**** DATASET EXCERPTS ****

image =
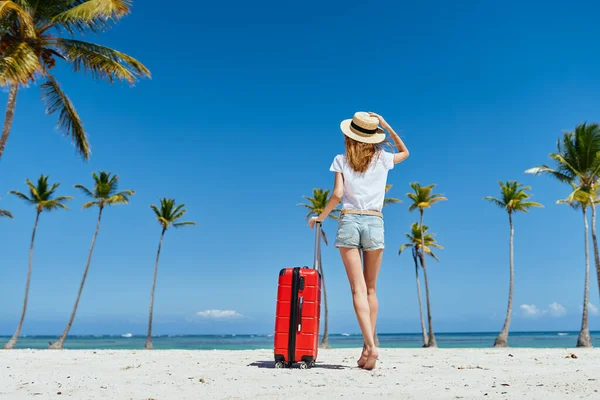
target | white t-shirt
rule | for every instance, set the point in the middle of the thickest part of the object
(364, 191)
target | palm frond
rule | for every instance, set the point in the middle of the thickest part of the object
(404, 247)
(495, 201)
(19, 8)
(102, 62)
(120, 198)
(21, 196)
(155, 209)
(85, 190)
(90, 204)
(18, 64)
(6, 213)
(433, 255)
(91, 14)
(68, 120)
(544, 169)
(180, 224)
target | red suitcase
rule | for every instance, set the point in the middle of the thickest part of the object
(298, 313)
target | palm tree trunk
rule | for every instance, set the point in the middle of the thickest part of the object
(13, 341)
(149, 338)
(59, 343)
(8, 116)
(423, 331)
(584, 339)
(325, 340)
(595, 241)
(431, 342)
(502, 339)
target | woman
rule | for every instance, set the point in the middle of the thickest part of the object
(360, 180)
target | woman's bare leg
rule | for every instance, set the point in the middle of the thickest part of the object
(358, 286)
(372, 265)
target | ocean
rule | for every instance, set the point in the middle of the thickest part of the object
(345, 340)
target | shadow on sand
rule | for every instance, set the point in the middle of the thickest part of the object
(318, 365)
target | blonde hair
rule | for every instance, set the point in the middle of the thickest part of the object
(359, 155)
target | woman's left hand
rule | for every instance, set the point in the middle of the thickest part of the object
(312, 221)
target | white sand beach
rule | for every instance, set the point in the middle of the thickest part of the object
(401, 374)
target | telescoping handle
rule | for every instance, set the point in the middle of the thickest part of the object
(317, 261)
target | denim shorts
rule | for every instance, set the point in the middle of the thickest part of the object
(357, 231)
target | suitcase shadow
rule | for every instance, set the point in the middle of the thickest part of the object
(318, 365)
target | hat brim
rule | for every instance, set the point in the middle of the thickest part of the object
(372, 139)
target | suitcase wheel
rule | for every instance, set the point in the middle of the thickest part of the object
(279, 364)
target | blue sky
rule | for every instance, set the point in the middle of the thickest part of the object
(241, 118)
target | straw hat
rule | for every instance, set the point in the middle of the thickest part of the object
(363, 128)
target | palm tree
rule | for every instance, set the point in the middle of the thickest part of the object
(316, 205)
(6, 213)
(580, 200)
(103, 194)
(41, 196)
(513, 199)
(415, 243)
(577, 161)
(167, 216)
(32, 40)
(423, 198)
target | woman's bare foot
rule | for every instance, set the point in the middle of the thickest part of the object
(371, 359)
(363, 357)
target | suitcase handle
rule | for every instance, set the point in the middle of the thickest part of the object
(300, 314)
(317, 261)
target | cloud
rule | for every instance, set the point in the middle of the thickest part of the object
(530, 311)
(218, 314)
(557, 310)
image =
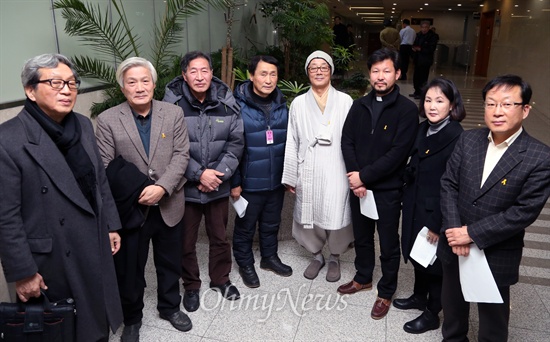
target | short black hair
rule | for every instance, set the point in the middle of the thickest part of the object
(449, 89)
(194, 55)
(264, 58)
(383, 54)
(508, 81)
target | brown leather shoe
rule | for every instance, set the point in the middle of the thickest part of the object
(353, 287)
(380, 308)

****
**** DATASET EXCERPTS ****

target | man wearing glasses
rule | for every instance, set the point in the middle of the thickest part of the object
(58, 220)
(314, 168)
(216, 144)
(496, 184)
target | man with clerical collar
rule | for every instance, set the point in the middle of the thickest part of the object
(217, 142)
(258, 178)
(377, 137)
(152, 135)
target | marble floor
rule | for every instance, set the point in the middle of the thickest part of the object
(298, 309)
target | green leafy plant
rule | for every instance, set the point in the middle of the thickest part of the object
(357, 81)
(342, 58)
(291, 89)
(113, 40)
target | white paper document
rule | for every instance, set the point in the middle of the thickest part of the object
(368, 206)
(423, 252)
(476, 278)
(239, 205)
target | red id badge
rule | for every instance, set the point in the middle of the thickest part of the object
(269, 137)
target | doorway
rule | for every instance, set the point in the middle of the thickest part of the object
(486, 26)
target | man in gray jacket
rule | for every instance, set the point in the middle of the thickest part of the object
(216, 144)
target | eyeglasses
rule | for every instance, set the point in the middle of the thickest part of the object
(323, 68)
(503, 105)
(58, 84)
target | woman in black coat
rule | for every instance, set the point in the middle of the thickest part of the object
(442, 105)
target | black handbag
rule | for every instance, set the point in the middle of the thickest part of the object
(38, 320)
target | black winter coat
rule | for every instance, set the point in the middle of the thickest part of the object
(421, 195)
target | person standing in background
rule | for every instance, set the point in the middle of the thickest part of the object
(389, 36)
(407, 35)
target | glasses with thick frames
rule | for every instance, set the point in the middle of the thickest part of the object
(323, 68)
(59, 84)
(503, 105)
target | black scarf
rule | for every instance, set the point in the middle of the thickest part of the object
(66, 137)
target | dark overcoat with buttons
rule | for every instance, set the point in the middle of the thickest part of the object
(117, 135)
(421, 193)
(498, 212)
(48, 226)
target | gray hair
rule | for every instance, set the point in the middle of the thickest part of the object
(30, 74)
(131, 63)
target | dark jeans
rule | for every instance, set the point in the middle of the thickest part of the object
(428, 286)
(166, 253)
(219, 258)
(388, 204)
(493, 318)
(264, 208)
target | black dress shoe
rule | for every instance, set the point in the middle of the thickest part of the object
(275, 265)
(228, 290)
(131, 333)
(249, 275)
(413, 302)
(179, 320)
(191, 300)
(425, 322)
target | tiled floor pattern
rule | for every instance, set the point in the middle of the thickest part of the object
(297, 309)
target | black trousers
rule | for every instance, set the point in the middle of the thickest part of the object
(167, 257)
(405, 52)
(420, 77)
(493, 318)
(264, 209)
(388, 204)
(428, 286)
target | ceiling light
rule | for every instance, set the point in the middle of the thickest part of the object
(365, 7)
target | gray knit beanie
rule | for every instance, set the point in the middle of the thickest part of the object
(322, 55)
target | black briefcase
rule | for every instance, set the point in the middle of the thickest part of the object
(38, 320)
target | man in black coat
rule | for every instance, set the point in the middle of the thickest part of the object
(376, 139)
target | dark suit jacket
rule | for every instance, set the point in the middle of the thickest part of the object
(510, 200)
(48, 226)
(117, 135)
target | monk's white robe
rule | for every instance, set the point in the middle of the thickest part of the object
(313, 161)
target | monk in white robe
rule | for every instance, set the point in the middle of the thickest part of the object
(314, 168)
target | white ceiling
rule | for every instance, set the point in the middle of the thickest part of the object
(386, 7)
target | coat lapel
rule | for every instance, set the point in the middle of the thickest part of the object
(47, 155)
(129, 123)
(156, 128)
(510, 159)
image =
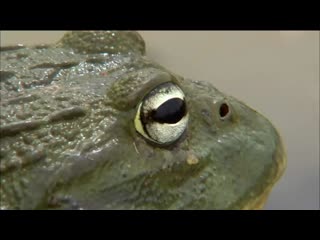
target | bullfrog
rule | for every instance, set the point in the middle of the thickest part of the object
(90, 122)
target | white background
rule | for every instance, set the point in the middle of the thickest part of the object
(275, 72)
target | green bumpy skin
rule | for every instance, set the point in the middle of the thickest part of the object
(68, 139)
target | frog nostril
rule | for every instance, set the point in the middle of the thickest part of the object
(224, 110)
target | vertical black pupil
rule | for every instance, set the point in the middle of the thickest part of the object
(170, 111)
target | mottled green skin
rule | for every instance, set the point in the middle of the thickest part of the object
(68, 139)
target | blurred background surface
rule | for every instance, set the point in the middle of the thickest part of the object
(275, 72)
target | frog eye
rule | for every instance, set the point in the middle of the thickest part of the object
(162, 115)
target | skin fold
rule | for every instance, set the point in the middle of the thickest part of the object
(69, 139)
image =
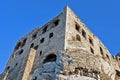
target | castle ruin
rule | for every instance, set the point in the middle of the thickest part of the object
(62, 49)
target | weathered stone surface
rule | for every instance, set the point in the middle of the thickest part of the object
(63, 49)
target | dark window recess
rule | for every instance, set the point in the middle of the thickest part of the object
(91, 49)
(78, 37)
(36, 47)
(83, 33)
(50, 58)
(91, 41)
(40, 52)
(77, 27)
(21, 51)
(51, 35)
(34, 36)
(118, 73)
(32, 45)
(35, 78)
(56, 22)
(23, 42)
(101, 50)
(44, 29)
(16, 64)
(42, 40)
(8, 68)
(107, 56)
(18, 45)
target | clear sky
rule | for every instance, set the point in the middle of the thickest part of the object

****

TASK
Go over the records above and tally each line that includes "handle". Give the total by itself.

SOLVED PROBLEM
2